# TEXTO DE LEITURA:
——————————
Cito M. Gaspar, que menciona o principal executivo da empresa em questão num discurso de final do ano para os principais executivos do grupo (página 84): “Mostrava fotos da equipe, citando o nome de cada um, e pedia aplausos aos que iam aparecendo na tela. Foi quando surgiu a figura de um senhor grisalho. ‘Gente, este é o Ferreira. Quem sabe o que o Ferreira faz bate palmas para ele! Quem não sabe… melhor continuar não sabendo!’. A plateia caiu na gargalhada. Praticamente todos sabiam quem era”. Nestas linhas aparece o fundo de nossa tragédia: a complacência com o ilícito, a graça diante do inaceitável, a mistura entre o legal e o ilegal, o “por trás do pano” etc. Em resumo, a antítese do que seja uma República. Sim, o personagem citado era encarregado da função que o leitor imaginou que tinha: fazer aquilo que não era dito, mas que todos sabiam que era feito. E o discurso foi de 1990! Ou seja, bem antes de tantas coisas ocorridas muito tempo depois. A matriz, porém, estava lá. Todos sabemos que, anos depois, aquilo que fez toda a plateia cair na gargalhada seria levado ao paroxismo.
——————————
# EXTRATO DE DADOS:
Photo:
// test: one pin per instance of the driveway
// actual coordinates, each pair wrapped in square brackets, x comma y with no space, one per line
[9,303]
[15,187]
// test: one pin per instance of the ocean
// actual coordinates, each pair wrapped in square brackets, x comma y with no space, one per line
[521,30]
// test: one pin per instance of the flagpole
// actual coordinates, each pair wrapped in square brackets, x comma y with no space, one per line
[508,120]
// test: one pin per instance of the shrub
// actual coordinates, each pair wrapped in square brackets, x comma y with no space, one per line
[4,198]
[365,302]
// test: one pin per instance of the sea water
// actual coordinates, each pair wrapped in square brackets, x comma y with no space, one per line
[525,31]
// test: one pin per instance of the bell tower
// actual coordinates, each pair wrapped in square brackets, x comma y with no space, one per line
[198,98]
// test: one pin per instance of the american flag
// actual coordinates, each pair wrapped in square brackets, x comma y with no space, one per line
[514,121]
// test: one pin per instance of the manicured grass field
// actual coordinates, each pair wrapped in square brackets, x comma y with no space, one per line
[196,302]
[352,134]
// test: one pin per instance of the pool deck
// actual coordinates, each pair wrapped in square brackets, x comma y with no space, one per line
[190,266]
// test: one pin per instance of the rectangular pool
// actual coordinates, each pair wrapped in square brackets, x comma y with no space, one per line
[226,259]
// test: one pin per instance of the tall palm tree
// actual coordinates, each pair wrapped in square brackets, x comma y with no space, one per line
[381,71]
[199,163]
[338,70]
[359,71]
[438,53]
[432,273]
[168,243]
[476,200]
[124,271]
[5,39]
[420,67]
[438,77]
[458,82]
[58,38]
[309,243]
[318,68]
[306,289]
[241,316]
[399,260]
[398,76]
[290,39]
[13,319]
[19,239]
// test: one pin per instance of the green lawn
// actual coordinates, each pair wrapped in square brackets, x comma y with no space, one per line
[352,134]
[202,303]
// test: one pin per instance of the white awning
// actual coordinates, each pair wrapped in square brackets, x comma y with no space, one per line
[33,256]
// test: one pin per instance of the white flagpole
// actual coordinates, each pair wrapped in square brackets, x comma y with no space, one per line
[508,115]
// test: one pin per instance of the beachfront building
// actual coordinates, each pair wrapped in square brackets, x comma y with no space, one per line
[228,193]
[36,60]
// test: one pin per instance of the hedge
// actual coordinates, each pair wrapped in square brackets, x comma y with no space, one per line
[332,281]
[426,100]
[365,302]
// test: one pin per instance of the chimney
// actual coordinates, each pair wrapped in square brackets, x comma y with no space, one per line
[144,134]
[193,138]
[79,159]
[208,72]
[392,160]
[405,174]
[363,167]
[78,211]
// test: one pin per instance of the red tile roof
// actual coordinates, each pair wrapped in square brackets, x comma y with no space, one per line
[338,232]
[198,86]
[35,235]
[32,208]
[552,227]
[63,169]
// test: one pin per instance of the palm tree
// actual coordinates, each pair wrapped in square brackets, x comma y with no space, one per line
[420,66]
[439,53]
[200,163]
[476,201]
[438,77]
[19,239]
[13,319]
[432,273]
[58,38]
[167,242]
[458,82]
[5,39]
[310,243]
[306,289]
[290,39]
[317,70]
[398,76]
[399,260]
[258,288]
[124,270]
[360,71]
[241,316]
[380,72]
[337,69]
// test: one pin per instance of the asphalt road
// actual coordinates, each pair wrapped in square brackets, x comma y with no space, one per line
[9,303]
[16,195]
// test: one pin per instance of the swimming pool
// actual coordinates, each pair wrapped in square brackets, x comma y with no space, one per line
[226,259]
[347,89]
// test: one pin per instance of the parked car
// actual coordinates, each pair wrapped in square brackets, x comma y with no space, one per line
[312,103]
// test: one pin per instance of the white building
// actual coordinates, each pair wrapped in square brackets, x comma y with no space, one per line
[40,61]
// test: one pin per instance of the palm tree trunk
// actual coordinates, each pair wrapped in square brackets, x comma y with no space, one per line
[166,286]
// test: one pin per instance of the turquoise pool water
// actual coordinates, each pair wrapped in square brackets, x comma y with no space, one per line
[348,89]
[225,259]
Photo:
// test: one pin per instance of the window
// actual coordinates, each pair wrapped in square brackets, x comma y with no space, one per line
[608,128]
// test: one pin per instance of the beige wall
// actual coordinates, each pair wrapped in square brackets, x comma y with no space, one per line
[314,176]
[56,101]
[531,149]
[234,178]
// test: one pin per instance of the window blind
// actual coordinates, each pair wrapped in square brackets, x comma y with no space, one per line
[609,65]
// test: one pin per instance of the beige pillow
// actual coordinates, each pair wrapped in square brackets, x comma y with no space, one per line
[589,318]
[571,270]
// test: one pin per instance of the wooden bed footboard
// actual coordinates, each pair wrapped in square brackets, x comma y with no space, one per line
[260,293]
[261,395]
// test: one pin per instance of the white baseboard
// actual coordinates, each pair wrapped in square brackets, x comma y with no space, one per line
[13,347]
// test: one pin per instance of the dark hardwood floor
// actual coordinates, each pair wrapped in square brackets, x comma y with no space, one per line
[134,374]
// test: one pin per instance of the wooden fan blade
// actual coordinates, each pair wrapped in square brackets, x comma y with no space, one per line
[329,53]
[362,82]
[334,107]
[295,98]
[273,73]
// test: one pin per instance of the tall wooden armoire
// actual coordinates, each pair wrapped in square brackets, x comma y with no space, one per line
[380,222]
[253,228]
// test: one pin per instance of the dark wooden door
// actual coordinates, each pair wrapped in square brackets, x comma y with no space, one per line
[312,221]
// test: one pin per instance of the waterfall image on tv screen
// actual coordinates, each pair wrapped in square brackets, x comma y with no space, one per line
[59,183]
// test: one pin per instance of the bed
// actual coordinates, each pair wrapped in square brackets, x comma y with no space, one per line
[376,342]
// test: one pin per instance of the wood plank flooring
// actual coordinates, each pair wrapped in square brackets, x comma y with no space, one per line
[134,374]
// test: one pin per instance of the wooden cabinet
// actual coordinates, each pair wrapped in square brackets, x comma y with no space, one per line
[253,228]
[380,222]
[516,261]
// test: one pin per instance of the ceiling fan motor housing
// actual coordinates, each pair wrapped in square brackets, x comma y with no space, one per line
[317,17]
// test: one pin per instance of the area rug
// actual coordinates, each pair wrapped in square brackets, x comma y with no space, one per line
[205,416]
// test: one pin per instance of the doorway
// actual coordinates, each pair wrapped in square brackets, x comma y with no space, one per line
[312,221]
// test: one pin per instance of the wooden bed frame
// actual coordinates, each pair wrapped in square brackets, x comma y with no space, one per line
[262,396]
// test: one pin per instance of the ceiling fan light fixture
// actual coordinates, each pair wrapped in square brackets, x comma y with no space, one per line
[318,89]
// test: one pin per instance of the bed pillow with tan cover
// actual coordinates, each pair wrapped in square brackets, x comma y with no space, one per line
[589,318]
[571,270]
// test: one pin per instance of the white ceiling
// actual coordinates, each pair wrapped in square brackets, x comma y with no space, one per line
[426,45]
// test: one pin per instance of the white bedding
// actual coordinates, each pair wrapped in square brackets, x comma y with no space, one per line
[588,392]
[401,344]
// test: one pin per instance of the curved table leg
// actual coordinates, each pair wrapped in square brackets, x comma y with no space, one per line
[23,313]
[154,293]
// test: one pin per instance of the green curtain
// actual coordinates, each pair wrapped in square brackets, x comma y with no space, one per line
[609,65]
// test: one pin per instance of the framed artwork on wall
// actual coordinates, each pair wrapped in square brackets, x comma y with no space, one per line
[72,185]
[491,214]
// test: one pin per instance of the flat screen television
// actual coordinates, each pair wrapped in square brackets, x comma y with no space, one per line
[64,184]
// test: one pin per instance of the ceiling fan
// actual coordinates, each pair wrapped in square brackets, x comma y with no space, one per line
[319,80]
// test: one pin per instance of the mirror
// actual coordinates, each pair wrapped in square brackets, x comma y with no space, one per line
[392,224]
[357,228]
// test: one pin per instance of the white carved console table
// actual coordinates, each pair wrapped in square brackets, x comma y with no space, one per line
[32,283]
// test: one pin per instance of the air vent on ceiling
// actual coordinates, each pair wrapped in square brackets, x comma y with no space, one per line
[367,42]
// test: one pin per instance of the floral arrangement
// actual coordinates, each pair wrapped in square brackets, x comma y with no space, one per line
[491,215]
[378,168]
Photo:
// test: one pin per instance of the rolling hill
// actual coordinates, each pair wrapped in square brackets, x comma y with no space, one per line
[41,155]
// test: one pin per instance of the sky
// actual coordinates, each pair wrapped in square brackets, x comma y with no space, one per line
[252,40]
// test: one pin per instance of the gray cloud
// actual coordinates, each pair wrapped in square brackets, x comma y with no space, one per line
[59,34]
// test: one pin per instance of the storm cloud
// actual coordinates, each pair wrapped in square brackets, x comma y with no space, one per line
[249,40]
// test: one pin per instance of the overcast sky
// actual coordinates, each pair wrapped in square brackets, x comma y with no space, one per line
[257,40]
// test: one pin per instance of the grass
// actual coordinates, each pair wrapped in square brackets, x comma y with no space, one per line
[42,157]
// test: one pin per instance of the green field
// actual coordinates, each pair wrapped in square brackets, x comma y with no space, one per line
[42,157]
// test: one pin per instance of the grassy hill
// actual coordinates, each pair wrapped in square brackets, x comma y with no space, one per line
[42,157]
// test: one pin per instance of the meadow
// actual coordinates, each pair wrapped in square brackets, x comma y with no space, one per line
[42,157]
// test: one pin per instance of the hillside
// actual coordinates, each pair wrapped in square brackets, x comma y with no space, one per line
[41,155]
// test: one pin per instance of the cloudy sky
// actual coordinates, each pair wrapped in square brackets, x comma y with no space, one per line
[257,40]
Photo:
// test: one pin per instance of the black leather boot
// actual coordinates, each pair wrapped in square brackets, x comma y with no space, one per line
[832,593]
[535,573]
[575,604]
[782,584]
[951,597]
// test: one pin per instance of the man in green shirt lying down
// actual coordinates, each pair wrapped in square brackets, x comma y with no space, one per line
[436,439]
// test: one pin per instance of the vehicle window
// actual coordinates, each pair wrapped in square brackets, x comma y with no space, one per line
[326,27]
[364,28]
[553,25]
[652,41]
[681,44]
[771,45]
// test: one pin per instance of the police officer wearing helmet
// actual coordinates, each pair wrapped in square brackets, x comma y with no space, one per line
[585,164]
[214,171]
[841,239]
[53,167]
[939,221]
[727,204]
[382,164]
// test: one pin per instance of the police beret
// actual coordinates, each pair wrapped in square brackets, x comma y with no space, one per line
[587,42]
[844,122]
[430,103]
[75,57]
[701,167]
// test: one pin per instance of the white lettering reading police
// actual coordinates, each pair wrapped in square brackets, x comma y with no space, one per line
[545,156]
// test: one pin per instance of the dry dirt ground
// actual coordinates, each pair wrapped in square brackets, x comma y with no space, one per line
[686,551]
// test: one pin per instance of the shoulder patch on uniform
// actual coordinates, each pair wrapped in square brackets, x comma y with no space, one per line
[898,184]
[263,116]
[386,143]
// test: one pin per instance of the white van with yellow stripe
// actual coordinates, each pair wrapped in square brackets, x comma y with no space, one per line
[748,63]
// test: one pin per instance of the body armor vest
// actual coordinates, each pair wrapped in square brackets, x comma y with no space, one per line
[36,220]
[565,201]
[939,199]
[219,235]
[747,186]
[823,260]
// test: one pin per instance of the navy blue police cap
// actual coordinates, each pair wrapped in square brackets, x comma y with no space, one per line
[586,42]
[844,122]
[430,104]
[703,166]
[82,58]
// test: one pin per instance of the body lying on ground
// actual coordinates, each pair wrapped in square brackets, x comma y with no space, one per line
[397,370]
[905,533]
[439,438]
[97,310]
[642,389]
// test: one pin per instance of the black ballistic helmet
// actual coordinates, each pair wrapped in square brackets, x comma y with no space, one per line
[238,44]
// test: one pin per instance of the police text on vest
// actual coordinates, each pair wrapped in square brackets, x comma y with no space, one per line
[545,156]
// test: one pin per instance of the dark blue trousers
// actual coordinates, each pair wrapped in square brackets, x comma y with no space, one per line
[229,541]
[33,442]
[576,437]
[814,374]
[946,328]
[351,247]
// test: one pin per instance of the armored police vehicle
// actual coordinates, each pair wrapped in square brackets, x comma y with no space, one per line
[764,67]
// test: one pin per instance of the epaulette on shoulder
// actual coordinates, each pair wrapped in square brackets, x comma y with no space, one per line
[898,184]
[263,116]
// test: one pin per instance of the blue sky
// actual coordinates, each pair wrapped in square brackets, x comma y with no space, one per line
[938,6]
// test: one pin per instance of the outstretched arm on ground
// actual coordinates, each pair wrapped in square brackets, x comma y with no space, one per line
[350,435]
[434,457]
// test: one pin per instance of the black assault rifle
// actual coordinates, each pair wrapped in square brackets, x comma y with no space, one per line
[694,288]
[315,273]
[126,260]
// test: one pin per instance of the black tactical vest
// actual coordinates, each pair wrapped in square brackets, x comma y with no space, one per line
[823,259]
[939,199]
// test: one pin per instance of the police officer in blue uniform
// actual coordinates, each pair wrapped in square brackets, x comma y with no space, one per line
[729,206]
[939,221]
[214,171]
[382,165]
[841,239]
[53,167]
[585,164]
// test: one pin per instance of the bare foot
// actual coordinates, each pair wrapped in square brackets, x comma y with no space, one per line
——————————
# O QUE FAZER:
Responda às perguntas abaixo com base no texto de leitura.
1. Em que página se encontra o trecho de M. Gaspar citado?
2. Como se chamava o senhor grisalho que surgiu na tela?
3. Em que ano foi proferido o discurso?

# RESPOSTA COMPLETA:
1. Na página 84.
2. Ferreira.
3. Em 1990.